| Work task A |
In the forum discussion about the Bible, which version of the Bible is described as having dominated the population for centuries?
| Work task B |
Using the forum discussion about the Bible, explain why faithful believers are said not to research how the Bible was developed.
| Work task C |
Proceed with the forum discussion about the Bible from its final sentence.

| Source text |
┄┄┄┄┄┄┄┄┄┄┄┄┄┄┄┄┄┄┄┄
One sad aspect of the pathology being that some never grow out of this state, and remain epistemological infants throughout their lives - sometimes adding ethical infancy to the mix in addition.

Here’s how I would handle that as a true and faithful Child of God: “Well, I’m not getting guidance form an ancient PERSON. I’m getting my guidance from The Perfect Word of God! :face_with_steam_from_nose:

What you have to understand is the fact that MOST Christians do not acknowledge the bible being written by ancient MAN. They consider it to have been “inspired by GOD”, who thus used man to write his holy book according to his personal dictation to said scribes. (Of course, that begs the question of WHY would an all-knowing/all-powerful entity that can create the entire universe need a human to write a simple book? But that’s a whole other discussion on its own.) Those who are faithful to their beloved bible NEVER consider how the bible was translated, interpreted, and edited countless times BY MAN over the centuries prior to arriving at the “finished” product it is today. (Speaking primarily about the King James version that has dominated the population for centuries.) And they most CERTAINLY do not dare do their own research on the history of the bible and how it was developed. To do that would mean they are doubting their precious god who tells them they will be on the expressway to the unholy eternal melting pot if they ever question or doubt him. Basically, it all boils down to how FEAR keeps them in their place and subservient to anybody who controls the religion. So, Keith, while your question is fair and does make sense to those of us who lost our “God-glasses” along the way, to those who have never questioned their chosen faith, that question is very easy for them to bat aside.

1 Like

Yep. Very easy for them to plead ignorance if they don’t actually read what is between the covers of the book. Or, if they read only carefully selected happy-happy-feel-good portions of it.

1 Like

Yes indeed, there are the ones who when it is read to them deny what it literally and unequivocally says of course.

i asked my teacher about this in high school and they told me god is timeless, so there’s their answer.

God is also immutable, never-changing – and yet what God supposedly wants of people in terms of behavior and practice still changes gradually. Usually a generation or so behind the times.
┄┄┄┄┄┄┄┄┄┄┄┄┄┄┄┄┄┄┄┄
[Dataset excerpts]
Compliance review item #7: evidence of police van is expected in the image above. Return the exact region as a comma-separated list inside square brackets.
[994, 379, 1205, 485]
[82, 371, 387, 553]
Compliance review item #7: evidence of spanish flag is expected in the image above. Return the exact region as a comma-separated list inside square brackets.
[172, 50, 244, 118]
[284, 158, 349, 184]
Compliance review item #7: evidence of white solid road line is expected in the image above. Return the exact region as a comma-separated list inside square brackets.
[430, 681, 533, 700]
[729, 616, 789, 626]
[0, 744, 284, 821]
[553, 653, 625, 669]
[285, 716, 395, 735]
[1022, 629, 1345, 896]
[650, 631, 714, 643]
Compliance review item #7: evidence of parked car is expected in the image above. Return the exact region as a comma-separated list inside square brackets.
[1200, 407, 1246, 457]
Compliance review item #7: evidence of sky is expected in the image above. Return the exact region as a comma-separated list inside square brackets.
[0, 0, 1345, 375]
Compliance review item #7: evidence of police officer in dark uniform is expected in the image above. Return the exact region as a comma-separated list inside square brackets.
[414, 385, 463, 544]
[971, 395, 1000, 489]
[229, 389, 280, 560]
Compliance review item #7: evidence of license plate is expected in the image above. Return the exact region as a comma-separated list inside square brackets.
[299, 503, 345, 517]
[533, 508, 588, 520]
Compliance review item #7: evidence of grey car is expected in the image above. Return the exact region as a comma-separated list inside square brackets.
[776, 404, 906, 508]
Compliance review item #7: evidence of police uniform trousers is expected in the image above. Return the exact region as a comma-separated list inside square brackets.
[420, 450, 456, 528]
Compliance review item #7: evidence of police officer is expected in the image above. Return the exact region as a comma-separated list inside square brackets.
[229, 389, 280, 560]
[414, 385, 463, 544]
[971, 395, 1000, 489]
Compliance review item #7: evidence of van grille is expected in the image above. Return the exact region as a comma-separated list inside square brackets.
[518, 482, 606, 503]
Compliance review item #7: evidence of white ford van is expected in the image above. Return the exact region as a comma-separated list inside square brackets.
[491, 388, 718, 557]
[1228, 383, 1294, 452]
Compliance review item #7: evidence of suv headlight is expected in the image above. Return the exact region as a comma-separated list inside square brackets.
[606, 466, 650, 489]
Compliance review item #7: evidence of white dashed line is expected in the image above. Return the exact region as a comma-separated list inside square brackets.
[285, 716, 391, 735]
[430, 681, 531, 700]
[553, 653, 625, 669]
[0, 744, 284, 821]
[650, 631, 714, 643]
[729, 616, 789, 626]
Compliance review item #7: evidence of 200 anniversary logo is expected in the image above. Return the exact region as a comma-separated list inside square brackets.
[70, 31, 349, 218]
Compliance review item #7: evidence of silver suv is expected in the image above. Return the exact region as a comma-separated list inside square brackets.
┄┄┄┄┄┄┄┄┄┄┄┄┄┄┄┄┄┄┄┄
| Answer space A |
The King James version.

| Answer space B |
Researching the Bible's history would mean doubting their God, who they believe will send them to eternal punishment if they ever question or doubt him. Fear keeps them in their place and subservient to whoever controls the religion.

| Answer space C |
So for example if you were a fundamentalist in the 1920s you would be harangued about the evils of radio and dancing and hem lengths above the ankle. A generation later they figured out they could harangue people about Jesus on the radio so they focused their fulminations on movies, later TV, and today fundagelical women mostly dress the same as any other woman, in a way that would scandalize their 1920s counterparts, etc.

1 Like

It’d be real nice if we had an actual Anti-War religion that practiced what it preached. Yet, (from my pov) a religion of peace is actually a religion of war and murder.

there are some that follow something like this. take Ahimsa from Jainism and the pañca-sila from Buddhists for example

There are xtian sects that are anti-war.

i know xtian is some kind of variation of the spelling christian but it seems to be used in a different context here. what does xtian mean here? exchristian? just another term for christian (unlikely according to my observation)? because both “chris” and “x” are used in different contexts, as i’ve observed in this forum.

Don’t know how others use it but if I did it would be similar to Xmas vs Christmas or xBase vs dBase … the generic system, something that applies to that whole system or class of systems and isn’t specific to any one flavor.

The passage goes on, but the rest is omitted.